>> Start Text section
Sufi Basant started as Ameer Khusro wanted to pull Nizamuddin Aulia out of grief

Story by  ATV | Posted by  Aasha Khosa | Date 14-02-2024
A yellow chaddar being taken for offering it at the Hazrat Nizamuddin Aulia's shrine
A yellow chaddar being taken for offering it at the Hazrat Nizamuddin Aulia's shrine


Ghulam Rasool Dehlvi 

Basant is a fascinating festival for the celebration of the onset of spring in India. Growing up in Delhi, Basant has always had a special appeal for me. While for our Hindu brethren, it is dedicated to Goddess Saraswati, a deity of wisdom, knowledge music, art, and aesthetics, and is also called Vasant Panchami, many Muslims also celebrate it as "Sufi Basant".

For Hindus, Saraswati is a feminine divinity seated on a white lotus. She is draped in dazzling white and wears white flowers and pearls as she sits holding Veena, a string Hindustani musical instrument like Sitar which is used by Sufis. Veena is said to be behind the formation of words, the invention of the Sanskrit language, and the composition of hymns to be chanted on the banks of the mythical river Saraswati as part of the Puja regimen on the day.

In Sikhism too, Basant Panchami has a spiritual dimension. "Basant Raga" constitutes an important composition (raag) in the Guru Granth Sahib which is sung with great reverence. Guru Arjan Dev urged his followers to submit to the Sache Padshah (King of the Universe) to achieve liberation and the ultimate union with the Divine. This essential message of the Basant Panchami has greatly been appreciated by the Indian Muslim Mystics especially Hazrat Nizamuddin Aulia popularly known as Mahbub-e-ilahi (Beloved of the Divine)  and one of his closest disciples Hazrat Ameer Khusro called the "Parrot of India" (Tooti-e-Hind). 

Flowers being readied for the Sufi Basant festival

There is an interesting anecdote related to the celebration of Sufi Basant at Dargah Hazrat Nizamuddin Auliya.

Once after the death of his nephew, Hazrat Nizamuddin was distraught with grief. As he was childless, he had taken his sister’s son as his own and adopted him. He asked his disciples to stop all activities at the Dargah. One of them Ameer Khusro could not see the sorrow of his beloved Murshid (spiritual master). He devised a plan to help Hazrat Nizamuddin Auliya get out of this state of mind. 

Khusro dressed in yellow attire similar to the Hindu women carrying yellow mustard blossoms and celebrating Basant Panchami.
>> End Text section
>> Start Material supplied
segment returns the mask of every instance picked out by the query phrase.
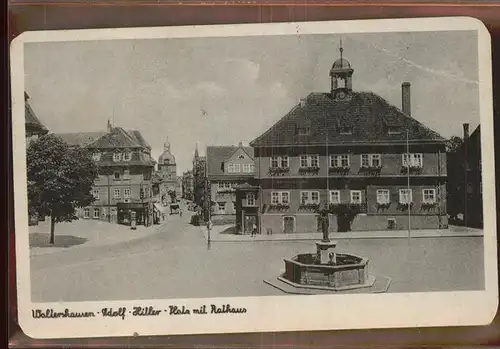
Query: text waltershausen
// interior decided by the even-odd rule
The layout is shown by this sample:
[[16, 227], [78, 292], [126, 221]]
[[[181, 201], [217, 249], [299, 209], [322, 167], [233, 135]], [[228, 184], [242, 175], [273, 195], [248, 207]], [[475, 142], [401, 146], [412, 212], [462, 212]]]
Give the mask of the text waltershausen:
[[91, 311], [73, 312], [73, 311], [70, 311], [68, 308], [64, 309], [64, 311], [54, 311], [54, 309], [46, 309], [45, 311], [43, 311], [41, 309], [32, 309], [31, 315], [35, 319], [95, 317], [95, 314]]

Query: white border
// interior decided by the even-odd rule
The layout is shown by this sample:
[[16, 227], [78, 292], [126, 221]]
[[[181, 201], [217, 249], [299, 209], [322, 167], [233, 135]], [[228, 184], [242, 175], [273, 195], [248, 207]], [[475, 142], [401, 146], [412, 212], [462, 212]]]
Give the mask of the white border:
[[[464, 292], [271, 296], [218, 299], [175, 299], [120, 302], [35, 303], [30, 300], [30, 261], [24, 126], [24, 44], [29, 42], [88, 41], [152, 38], [301, 35], [333, 33], [458, 31], [478, 33], [480, 118], [482, 136], [485, 290]], [[467, 49], [472, 49], [468, 47]], [[91, 29], [26, 32], [11, 45], [14, 206], [16, 228], [19, 324], [35, 338], [71, 338], [200, 333], [237, 333], [294, 330], [363, 329], [484, 325], [498, 306], [495, 173], [493, 152], [492, 67], [490, 35], [478, 20], [465, 17], [279, 24], [182, 26], [166, 28]], [[191, 308], [202, 304], [247, 308], [246, 314], [43, 319], [31, 317], [32, 308], [98, 311], [102, 307], [169, 304]]]

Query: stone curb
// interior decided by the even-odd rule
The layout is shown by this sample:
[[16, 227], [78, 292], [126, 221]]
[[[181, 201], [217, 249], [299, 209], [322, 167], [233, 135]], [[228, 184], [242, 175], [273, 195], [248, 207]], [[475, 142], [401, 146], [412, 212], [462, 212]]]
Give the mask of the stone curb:
[[[205, 240], [208, 240], [208, 232], [206, 228], [200, 228], [200, 230], [203, 233], [203, 236], [205, 237]], [[377, 234], [377, 232], [370, 232], [369, 234], [349, 234], [347, 233], [346, 235], [341, 235], [341, 234], [330, 234], [330, 238], [333, 240], [353, 240], [353, 239], [413, 239], [413, 238], [447, 238], [447, 237], [482, 237], [484, 236], [483, 232], [479, 231], [470, 231], [470, 232], [435, 232], [435, 233], [425, 233], [425, 232], [419, 232], [415, 231], [414, 235], [411, 235], [408, 237], [406, 232], [402, 232], [401, 234]], [[320, 234], [318, 236], [287, 236], [287, 237], [282, 237], [278, 236], [278, 234], [275, 235], [275, 237], [268, 237], [268, 236], [256, 236], [256, 237], [250, 237], [250, 236], [234, 236], [231, 239], [227, 239], [224, 237], [221, 237], [220, 234], [214, 234], [210, 238], [210, 242], [249, 242], [249, 241], [316, 241], [318, 239], [321, 239]]]

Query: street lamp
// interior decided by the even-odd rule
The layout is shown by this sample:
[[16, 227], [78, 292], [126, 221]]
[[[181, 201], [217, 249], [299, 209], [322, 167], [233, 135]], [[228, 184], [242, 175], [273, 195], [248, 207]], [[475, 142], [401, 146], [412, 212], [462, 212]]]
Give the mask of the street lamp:
[[[411, 237], [411, 202], [410, 202], [410, 141], [409, 141], [409, 133], [406, 130], [406, 179], [407, 179], [407, 201], [408, 201], [408, 239]], [[413, 195], [412, 195], [413, 196]]]

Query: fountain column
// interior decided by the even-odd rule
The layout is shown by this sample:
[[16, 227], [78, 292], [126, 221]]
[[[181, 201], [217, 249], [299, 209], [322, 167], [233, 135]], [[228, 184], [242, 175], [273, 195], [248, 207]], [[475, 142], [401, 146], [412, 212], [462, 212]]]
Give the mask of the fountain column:
[[328, 212], [322, 212], [320, 217], [323, 239], [316, 242], [317, 259], [320, 264], [337, 264], [337, 254], [335, 253], [337, 241], [331, 241], [329, 237], [330, 219]]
>> End Material supplied
According to the Sufi Basant article, what three things is the Veena said to be behind? List them. Use only the text to complete this.

▶ **Solution for this task**:
- The formation of words
- The invention of the Sanskrit language
- The composition of hymns to be chanted on the banks of the mythical river Saraswati as part of the Puja regimen on the day